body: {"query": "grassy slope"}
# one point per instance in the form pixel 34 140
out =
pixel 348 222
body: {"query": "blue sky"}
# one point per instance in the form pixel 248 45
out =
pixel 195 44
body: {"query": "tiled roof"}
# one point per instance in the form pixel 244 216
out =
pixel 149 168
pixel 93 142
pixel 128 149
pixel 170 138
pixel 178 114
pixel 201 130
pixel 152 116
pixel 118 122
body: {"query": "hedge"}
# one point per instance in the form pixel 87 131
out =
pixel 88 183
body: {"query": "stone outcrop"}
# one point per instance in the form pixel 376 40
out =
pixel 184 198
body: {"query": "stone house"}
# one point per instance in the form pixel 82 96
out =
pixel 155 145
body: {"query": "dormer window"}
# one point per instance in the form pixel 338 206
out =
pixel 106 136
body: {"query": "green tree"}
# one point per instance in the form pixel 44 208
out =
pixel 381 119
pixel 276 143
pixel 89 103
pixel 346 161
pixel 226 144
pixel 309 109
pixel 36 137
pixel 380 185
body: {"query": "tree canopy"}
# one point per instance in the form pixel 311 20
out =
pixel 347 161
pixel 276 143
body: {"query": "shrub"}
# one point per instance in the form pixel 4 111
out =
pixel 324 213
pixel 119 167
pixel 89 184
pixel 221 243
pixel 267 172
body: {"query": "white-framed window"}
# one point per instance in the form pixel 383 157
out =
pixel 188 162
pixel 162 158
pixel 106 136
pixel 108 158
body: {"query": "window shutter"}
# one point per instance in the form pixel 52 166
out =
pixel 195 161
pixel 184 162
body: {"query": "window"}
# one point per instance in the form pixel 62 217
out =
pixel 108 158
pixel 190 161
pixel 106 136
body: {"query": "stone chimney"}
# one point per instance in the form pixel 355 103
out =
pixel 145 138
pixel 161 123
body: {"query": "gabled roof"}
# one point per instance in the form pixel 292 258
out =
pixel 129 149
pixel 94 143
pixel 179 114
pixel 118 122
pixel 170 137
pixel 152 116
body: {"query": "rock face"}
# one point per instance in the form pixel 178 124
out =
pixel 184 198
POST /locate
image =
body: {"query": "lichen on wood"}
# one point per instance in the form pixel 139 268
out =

_ _ _ _

● Exercise task:
Reproduce every row above, character for character.

● Reply to the task:
body: {"query": "grassy slope"}
# one point per instance in the form pixel 34 140
out =
pixel 348 222
body: {"query": "blue sky"}
# one point per instance in the form pixel 248 45
out =
pixel 195 44
body: {"query": "tiled roof"}
# one point per instance in the form pixel 244 216
out =
pixel 149 168
pixel 93 142
pixel 128 149
pixel 170 138
pixel 178 114
pixel 201 130
pixel 152 116
pixel 118 122
body: {"query": "hedge"}
# one point per instance in the form pixel 87 131
out =
pixel 88 183
body: {"query": "stone outcrop"}
# one point per instance in the form pixel 376 40
out =
pixel 184 198
body: {"query": "stone house"}
# one point per instance in the form pixel 82 96
out =
pixel 155 145
body: {"query": "dormer window"}
# one point per instance in the form pixel 338 206
out =
pixel 106 136
body: {"query": "green tree"}
# one point per instance in the form pixel 44 208
out =
pixel 381 119
pixel 276 143
pixel 89 103
pixel 346 161
pixel 226 144
pixel 309 109
pixel 36 137
pixel 380 185
body: {"query": "tree canopy"}
# one point per instance in the form pixel 311 20
out =
pixel 347 161
pixel 276 143
body: {"query": "shrub"}
# one point per instance in the form pixel 4 111
out =
pixel 324 213
pixel 119 167
pixel 89 184
pixel 221 243
pixel 267 172
body: {"query": "white-framed window"}
# one point per instance in the form pixel 383 157
out =
pixel 188 162
pixel 162 158
pixel 106 136
pixel 108 158
body: {"query": "window shutter"}
# one point per instance in the form pixel 52 166
out =
pixel 195 161
pixel 184 162
body: {"query": "window"}
# one point per instance in the form pixel 62 217
out =
pixel 108 158
pixel 190 161
pixel 106 136
body: {"query": "stone chimney"}
# one point per instance in the form pixel 355 103
out =
pixel 145 138
pixel 161 123
body: {"query": "gabled roof"}
# one point per instance in the form pixel 292 258
out =
pixel 129 149
pixel 94 143
pixel 179 114
pixel 118 122
pixel 170 137
pixel 152 116
body: {"query": "rock face"}
# one point per instance in the form pixel 178 124
out =
pixel 184 198
POST /locate
image =
body: {"query": "lichen on wood"}
# one point per instance in the form pixel 139 268
out =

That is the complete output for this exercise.